TASK INSTRUCTIONS:
- A) Reproduce verbatim the part of the Mars family passage that begins at the words "One way Mars" and stops after "isn't so sweet.".
- B) Pick up the Mars family passage after its final sentence and keep writing it.

PAGE EXTRACT:
◆ ◆ ◆
One way Mars saw its profits grow early on during the pandemic, per the Union of Concerned Scientists, was by keeping its production operations running at full tilt while implementing precious few protections for the workers in its factories. A senior analyst with the nonprofit Union said of some Mars facilities: "[They] lacked basic safety measures such as socially-distanced workstations, adequate warehouse sanitation, or COVID-19 screening, and worse, workers were systematically denied paid sick leave." It turns out the story behind all of those candy profits isn't so sweet.

The family owned a massive estate and horse farm

There is nothing intrinsically wrong with owning a horse farm and/or a massive country estate, though those are the trappings of having a massive amount of money. In the case of the Mars family, its former Tennessee property, called the Milky Way Farm, was over-the-top even for a rich equestrian estate. Per the "About the Farm" page from the Milky Way Farm's own website, the property was first developed by Frank Mars in the early 1930s and featured a 25,000-square-foot Manor House with 20 bedrooms. The property was well over 1,000 acres and featured an astonishing 30 barns and 70 cottages. There were cattle, sheep, and, of course, lots of horses.

As this sprawling estate with its palatial main house was being built, the rest of the country — and indeed most of the world — was dealing with a moment in history that came to be called the Great Depression. The luxuriousness of the farm starkly contrasted the immense wealth of the Mars family against the poverty and hardship many Americans were dealing with during the Depression. You can visit the estate to this day and can even book it out for weddings or other uses (And for the record, it has not been Mars owned for many years).

The heiress of the candy empire was involved in a tragic car crash

In the fall of the year 2013, Jacqueline Badger Mars — one of the three heirs to the Mars business and its fortune, it having all been divided between her and her two siblings — drove her 2004 Porsche SUV head-on into a minivan carrying a family driving in the opposite direction, per the Daily Mail. It remains unclear what caused Mars, 74 at the time, to cross the median and into the path of oncoming vehicles on that early afternoon in October, but the results were deadly. An 86-year-old grandmother who was riding in the van was killed in the crash and pronounced dead at the scene. The woman driving the car was eight months pregnant at the time and lost her baby in the wreck, per Forbes. The four other passengers were injured as well. Jacqueline Badger Mars herself was treated for minor injuries and released from the hospital on the same day as the accident took place.
◆ ◆ ◆
[Stored items]
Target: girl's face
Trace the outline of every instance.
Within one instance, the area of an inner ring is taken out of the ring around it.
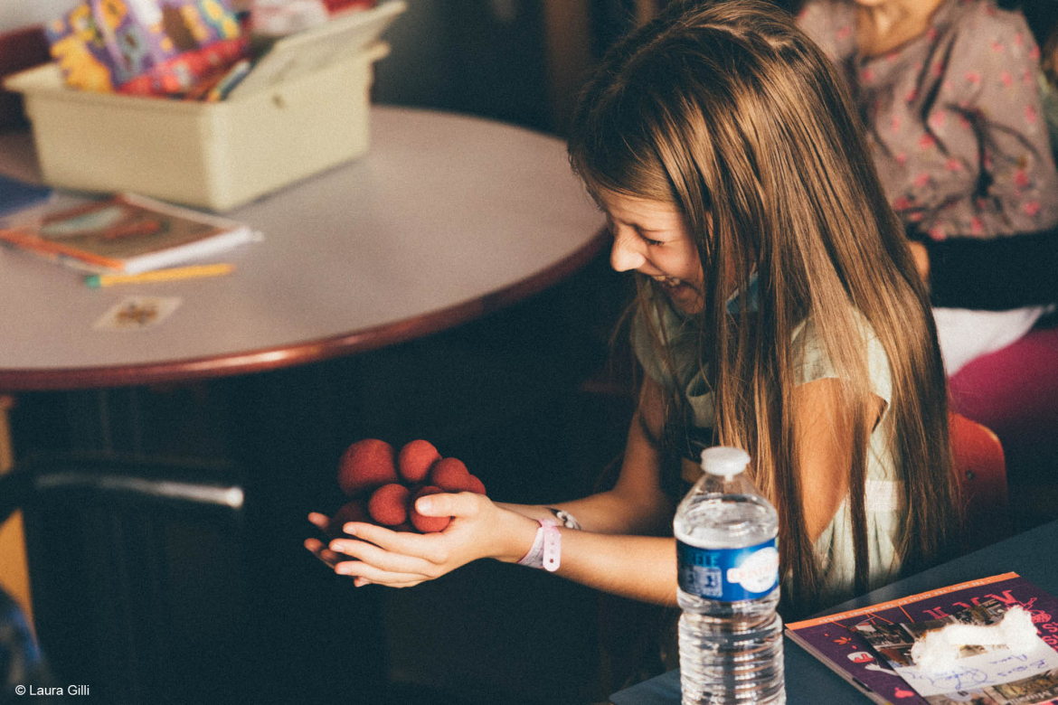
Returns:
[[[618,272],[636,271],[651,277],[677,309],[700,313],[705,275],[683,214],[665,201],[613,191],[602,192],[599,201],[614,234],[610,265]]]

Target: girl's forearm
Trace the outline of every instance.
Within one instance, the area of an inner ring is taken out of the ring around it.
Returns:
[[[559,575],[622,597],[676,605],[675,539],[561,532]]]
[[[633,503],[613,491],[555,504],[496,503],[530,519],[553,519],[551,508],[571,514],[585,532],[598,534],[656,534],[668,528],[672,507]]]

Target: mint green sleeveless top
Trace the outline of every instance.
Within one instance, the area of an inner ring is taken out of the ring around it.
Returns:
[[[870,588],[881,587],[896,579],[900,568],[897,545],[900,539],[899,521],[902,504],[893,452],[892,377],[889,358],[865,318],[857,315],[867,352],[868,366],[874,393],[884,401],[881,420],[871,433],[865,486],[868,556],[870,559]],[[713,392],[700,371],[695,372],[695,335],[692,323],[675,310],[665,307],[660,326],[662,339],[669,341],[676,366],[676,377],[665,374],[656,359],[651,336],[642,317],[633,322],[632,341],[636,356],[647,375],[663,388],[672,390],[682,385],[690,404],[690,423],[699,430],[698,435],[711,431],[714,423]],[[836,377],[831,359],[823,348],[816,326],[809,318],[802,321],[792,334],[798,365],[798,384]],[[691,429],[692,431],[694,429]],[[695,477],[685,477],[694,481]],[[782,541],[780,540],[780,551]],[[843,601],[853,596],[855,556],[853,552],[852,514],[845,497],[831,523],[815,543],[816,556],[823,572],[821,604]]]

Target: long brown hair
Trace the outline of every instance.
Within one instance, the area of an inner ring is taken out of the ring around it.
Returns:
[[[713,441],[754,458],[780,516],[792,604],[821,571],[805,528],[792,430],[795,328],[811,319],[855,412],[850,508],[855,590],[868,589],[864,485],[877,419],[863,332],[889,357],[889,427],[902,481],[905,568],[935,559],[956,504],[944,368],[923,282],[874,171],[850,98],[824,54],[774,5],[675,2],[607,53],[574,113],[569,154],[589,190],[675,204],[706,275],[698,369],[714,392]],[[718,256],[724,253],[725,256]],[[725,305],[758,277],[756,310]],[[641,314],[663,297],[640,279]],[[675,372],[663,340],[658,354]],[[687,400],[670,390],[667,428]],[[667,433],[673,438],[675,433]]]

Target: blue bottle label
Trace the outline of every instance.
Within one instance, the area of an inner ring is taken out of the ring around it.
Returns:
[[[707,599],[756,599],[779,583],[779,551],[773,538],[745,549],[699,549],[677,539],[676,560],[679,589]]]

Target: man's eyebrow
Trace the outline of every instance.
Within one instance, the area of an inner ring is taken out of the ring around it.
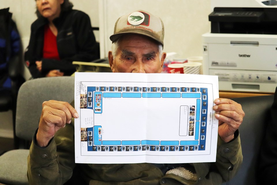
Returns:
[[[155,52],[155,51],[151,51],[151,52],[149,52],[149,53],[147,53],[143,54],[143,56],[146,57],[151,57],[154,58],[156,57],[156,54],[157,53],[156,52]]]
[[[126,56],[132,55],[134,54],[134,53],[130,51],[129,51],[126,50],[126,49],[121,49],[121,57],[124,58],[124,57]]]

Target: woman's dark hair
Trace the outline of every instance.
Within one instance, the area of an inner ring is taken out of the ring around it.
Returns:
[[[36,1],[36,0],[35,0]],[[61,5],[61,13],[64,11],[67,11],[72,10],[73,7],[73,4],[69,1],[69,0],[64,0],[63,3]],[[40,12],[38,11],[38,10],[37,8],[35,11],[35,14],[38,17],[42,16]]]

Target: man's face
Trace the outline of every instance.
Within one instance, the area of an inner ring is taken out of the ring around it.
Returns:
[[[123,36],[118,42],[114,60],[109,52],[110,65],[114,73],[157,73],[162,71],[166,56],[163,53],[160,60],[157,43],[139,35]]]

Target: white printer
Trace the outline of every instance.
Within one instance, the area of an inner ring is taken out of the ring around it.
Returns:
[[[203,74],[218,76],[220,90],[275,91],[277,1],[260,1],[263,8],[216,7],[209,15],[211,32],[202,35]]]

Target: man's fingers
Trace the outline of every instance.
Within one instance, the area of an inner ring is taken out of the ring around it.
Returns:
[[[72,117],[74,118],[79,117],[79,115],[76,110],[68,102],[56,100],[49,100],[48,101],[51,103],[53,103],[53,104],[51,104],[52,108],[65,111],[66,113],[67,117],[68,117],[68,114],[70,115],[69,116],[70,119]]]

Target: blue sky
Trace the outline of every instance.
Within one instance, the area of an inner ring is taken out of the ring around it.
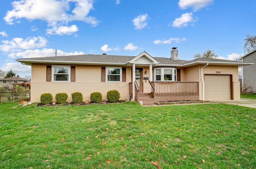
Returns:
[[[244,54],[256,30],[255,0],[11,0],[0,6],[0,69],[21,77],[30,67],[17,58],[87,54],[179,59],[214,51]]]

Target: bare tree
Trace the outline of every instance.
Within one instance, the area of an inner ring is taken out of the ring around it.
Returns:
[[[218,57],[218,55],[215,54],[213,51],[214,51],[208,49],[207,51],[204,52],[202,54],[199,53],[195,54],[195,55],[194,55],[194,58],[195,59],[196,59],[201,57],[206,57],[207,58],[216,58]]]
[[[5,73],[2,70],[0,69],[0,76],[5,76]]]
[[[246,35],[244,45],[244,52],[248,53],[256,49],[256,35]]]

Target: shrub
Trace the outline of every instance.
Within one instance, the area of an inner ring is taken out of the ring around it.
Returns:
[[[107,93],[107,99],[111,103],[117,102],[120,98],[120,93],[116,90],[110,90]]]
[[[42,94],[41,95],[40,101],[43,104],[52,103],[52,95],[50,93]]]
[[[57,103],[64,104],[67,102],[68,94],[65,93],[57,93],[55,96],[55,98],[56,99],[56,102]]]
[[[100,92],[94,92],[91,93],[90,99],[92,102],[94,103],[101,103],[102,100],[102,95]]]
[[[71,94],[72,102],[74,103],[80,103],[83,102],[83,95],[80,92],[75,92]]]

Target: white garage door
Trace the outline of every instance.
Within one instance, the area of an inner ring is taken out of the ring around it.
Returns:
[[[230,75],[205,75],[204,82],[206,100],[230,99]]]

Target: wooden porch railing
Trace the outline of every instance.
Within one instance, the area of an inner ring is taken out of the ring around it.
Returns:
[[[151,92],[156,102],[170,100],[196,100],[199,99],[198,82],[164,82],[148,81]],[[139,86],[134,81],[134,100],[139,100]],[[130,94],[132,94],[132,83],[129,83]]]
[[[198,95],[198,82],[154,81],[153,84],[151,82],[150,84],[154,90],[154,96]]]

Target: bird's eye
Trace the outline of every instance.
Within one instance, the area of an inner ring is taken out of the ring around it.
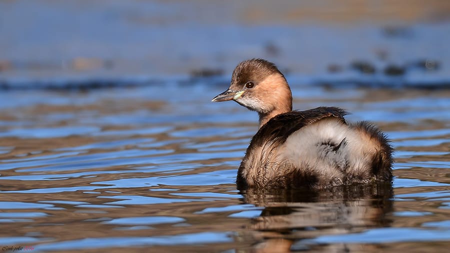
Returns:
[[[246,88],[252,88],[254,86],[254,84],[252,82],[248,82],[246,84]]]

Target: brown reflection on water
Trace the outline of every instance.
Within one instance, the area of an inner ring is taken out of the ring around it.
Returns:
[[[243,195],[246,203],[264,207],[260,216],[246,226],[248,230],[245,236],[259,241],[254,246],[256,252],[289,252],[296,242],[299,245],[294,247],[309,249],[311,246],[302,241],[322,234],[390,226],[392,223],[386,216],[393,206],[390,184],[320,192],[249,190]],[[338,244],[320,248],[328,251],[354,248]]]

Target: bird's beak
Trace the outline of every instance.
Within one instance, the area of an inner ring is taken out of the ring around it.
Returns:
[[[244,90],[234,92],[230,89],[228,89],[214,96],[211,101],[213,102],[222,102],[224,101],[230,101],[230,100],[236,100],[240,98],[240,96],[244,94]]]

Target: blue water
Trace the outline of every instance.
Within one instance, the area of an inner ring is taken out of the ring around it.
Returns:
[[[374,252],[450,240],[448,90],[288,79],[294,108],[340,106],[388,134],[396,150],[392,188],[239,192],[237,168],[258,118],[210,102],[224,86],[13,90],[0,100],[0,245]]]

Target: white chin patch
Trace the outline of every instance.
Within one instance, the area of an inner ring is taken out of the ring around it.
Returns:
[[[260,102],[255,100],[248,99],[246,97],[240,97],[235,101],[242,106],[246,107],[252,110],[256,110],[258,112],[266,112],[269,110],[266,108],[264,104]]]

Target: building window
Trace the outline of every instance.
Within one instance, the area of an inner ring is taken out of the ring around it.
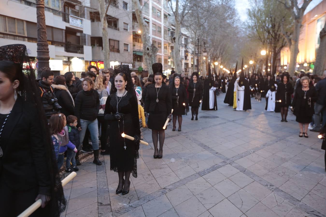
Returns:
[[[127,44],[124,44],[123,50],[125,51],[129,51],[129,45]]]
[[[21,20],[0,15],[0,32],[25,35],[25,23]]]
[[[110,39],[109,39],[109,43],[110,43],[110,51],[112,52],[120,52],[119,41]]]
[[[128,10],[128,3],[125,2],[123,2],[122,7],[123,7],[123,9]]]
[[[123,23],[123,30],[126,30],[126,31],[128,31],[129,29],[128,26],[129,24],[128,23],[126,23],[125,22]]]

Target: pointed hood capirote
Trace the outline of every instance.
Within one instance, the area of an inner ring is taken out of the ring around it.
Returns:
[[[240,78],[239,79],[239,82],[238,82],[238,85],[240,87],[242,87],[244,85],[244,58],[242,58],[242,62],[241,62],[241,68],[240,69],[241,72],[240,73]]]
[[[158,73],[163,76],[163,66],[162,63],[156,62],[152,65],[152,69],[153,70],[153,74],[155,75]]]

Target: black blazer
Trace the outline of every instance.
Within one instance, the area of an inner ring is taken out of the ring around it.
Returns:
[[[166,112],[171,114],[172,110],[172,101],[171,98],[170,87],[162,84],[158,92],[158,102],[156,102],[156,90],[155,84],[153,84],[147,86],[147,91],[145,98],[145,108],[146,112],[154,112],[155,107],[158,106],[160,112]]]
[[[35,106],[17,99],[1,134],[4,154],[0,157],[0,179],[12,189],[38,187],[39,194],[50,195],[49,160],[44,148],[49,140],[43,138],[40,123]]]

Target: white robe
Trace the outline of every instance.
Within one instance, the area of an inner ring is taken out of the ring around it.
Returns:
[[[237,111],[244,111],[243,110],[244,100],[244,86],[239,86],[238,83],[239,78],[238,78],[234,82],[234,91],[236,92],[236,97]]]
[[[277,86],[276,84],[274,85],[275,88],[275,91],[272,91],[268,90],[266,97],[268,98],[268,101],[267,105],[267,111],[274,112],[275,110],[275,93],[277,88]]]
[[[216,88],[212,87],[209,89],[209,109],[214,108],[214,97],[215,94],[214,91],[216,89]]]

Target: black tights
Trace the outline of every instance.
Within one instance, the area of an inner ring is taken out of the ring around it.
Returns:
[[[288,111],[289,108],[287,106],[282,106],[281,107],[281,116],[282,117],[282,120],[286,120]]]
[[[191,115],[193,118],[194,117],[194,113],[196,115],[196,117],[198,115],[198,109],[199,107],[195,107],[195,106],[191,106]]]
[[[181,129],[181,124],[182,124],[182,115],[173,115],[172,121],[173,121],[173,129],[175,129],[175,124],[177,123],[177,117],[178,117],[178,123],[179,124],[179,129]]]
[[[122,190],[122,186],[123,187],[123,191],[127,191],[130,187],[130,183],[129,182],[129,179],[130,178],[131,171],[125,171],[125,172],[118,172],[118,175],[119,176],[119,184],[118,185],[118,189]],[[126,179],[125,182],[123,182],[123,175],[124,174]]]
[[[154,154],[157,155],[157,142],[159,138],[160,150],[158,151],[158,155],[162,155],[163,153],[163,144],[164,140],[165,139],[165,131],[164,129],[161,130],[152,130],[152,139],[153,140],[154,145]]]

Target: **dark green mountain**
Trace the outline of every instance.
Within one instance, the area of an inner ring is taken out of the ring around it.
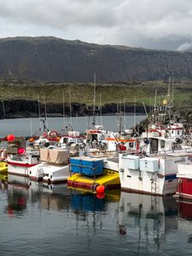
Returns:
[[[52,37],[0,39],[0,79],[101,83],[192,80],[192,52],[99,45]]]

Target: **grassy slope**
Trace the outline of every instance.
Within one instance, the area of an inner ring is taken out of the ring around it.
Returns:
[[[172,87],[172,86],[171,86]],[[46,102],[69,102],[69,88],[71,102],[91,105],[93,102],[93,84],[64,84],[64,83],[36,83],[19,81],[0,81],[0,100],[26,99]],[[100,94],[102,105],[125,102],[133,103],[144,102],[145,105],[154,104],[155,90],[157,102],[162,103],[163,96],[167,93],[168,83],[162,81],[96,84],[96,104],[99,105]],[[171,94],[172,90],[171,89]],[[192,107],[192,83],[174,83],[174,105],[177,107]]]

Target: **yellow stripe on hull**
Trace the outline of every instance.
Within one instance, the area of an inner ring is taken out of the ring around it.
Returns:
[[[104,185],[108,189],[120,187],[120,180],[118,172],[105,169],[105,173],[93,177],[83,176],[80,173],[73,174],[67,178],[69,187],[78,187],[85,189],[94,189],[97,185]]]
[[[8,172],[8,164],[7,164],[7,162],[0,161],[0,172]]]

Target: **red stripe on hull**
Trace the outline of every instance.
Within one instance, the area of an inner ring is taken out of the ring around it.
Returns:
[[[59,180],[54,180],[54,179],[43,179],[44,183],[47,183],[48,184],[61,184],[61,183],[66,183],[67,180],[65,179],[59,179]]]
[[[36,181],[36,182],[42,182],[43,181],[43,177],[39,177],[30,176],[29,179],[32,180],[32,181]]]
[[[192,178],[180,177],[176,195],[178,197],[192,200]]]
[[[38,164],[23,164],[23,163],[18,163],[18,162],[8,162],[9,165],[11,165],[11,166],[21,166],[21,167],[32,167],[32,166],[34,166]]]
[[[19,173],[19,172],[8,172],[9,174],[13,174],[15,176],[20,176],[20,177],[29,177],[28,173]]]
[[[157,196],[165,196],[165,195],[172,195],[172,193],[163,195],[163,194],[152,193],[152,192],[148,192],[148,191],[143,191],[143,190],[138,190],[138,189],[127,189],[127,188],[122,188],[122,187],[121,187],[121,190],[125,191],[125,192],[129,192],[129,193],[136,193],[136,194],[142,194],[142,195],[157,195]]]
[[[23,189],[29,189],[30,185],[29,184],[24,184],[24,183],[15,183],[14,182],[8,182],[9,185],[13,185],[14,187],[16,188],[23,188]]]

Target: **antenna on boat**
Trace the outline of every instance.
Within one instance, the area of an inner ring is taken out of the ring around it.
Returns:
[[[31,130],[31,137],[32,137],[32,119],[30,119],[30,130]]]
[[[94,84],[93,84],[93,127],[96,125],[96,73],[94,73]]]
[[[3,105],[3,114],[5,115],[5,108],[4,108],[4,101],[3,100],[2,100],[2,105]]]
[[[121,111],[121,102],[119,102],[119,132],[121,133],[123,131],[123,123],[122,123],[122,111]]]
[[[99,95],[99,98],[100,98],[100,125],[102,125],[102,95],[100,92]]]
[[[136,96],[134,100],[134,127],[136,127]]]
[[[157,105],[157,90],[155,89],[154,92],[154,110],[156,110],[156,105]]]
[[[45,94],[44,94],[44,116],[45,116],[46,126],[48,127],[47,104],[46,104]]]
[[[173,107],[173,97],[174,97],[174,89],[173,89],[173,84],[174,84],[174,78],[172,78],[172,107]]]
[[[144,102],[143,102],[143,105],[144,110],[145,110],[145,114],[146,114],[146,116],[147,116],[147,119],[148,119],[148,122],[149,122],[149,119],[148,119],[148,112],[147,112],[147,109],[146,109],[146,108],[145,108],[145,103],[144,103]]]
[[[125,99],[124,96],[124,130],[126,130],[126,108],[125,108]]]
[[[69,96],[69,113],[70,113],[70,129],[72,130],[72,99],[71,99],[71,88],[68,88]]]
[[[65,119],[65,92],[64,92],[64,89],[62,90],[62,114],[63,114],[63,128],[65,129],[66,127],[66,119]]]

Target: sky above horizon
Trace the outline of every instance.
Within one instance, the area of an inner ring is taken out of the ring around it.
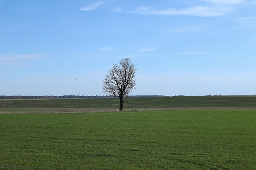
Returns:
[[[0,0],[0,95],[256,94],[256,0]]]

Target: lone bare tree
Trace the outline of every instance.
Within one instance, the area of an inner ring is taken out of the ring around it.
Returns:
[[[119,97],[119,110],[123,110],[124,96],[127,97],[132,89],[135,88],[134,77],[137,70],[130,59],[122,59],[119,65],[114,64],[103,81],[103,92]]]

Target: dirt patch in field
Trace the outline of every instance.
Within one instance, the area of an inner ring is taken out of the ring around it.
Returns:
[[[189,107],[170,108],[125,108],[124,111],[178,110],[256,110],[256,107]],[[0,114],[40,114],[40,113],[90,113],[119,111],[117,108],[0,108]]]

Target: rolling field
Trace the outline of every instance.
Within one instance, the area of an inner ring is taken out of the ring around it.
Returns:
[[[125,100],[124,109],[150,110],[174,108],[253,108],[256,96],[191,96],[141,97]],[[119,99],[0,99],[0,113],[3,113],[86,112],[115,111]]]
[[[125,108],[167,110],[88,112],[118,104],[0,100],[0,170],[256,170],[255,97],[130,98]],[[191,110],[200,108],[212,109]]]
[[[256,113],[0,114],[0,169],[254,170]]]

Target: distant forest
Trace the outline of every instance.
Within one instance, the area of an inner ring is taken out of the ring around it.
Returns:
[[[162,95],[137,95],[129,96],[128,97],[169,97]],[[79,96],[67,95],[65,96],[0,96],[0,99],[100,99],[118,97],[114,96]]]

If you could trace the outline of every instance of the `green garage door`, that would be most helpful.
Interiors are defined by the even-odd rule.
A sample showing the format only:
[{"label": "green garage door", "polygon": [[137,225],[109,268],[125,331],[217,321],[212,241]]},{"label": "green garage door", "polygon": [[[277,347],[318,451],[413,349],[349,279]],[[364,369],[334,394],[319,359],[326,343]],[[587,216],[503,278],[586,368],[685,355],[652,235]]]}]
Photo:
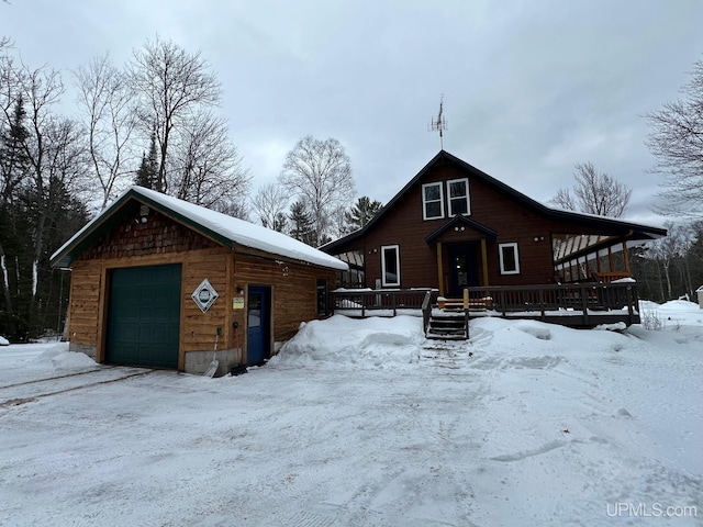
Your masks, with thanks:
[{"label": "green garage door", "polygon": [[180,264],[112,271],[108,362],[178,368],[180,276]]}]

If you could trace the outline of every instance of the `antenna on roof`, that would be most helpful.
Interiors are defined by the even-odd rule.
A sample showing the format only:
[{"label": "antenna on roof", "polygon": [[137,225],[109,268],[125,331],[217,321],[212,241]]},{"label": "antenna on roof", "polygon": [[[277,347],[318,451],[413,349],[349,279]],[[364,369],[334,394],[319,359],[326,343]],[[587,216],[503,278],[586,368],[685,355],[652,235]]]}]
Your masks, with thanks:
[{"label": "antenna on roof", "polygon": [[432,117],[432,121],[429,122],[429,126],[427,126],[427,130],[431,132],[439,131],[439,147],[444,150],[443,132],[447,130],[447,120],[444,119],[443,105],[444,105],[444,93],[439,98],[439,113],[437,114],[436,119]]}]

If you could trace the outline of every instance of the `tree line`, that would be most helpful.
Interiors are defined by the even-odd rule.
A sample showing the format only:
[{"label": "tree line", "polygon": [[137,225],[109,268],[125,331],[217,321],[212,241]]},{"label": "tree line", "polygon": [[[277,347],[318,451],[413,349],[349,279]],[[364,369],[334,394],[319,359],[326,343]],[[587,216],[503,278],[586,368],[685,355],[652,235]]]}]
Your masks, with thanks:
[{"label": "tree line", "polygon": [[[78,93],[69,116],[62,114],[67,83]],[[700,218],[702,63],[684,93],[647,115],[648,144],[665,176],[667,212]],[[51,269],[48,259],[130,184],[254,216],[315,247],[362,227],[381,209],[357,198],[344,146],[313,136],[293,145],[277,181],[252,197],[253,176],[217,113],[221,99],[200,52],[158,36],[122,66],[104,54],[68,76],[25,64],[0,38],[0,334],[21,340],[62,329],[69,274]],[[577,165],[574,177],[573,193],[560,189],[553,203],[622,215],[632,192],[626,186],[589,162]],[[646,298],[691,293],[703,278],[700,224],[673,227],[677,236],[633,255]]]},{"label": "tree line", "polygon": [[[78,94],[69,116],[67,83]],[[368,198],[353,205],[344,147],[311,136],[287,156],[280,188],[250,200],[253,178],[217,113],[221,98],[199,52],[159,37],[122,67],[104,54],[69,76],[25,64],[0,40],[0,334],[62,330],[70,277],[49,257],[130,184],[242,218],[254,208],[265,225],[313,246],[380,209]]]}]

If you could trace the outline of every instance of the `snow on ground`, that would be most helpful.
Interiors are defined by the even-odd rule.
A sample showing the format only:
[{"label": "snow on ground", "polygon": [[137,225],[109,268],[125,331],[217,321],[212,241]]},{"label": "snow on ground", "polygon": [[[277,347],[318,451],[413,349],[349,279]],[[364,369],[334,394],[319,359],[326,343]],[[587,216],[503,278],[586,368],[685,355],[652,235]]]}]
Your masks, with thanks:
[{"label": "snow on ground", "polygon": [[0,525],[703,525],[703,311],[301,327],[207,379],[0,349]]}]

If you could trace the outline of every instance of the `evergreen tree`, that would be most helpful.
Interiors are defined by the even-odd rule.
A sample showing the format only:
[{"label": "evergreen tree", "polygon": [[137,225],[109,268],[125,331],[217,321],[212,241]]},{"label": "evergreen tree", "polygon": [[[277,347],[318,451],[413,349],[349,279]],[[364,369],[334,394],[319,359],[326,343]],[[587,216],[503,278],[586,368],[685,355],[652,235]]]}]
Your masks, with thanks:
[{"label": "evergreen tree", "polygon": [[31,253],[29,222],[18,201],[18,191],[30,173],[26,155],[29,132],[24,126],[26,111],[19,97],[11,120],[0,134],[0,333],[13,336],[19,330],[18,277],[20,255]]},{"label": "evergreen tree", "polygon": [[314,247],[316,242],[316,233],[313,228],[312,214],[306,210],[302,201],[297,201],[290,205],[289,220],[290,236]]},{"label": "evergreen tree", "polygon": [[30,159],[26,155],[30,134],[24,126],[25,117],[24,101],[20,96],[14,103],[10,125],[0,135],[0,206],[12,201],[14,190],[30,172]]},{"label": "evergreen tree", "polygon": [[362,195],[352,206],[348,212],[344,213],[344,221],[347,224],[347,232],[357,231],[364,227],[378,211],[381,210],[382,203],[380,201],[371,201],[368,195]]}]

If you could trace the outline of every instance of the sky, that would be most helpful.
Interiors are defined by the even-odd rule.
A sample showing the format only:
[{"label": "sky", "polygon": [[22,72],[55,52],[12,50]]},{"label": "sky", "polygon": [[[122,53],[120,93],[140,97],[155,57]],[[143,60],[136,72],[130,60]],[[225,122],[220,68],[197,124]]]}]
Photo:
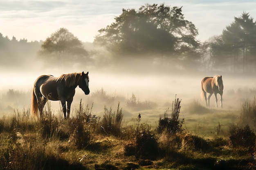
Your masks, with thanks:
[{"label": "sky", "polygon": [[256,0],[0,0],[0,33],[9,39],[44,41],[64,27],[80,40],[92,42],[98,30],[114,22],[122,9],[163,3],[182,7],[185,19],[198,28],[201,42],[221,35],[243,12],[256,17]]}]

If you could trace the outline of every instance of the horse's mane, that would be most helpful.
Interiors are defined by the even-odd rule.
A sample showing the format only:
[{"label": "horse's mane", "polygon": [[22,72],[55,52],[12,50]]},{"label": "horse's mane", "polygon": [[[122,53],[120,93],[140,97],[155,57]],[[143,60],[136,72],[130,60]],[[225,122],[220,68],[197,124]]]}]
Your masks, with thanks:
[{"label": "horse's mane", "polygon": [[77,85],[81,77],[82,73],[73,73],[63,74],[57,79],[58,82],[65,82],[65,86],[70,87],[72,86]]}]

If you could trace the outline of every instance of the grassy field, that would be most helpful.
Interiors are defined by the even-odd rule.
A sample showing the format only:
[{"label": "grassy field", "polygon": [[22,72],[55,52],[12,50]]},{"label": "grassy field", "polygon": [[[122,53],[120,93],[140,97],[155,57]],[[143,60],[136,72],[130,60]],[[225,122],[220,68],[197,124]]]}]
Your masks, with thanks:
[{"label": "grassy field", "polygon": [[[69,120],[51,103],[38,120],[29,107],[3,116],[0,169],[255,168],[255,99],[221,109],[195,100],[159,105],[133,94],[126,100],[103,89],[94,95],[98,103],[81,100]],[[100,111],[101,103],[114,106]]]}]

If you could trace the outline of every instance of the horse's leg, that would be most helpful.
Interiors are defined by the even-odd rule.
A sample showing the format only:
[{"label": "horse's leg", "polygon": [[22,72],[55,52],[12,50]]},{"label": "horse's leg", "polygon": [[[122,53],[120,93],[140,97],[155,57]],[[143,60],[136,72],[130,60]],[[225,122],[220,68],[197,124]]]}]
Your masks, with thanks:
◆ ◆ ◆
ANSWERS TO EACH TASK:
- A)
One way Mars saw its profits grow early on during the pandemic, per the Union of Concerned Scientists, was by keeping its production operations running at full tilt while implementing precious few protections for the workers in its factories. A senior analyst with the nonprofit Union said of some Mars facilities: "[They] lacked basic safety measures such as socially-distanced workstations, adequate warehouse sanitation, or COVID-19 screening, and worse, workers were systematically denied paid sick leave." It turns out the story behind all of those candy profits isn't so sweet.

- B)
Mars was not found to be under the influence of any drugs or of alcohol and she was charged only with the misdemeanor of reckless driving. She did express deep remorse and sadness for the tragedy. While the crash was ruled as an accident, it's undeniable that Mars' mistake behind the wheel led to a loss of life.

The family has not ceased operations in Russia

Since Russia illegally invaded sovereign Ukrainian territory in late February of 2022 (building on illegal occupations and annexations from 2014), many companies big and small have ceased doing business within the bounds of the Russian Federation. For example, none other than McDonald's pulled out of Russia entirely, a decision that cost the company over $1 billion, per CNBC. The Yale School of Management tracks the numbers and has counted more than a thousand businesses that have done the same. On the other hand, some businesses have taken the less admirable but at least understandable approach of simply suspending business operations in Russia, though many seem poised to resume working there once President Putin's invasion ends. 

Other companies have continued to do business in Russia, and Mars is among that group. Per Yale, while Mars has, as of the time of this writing, scaled back on its operations, having ceased advertising and making new investments in Russia, the company is still very much selling its products there.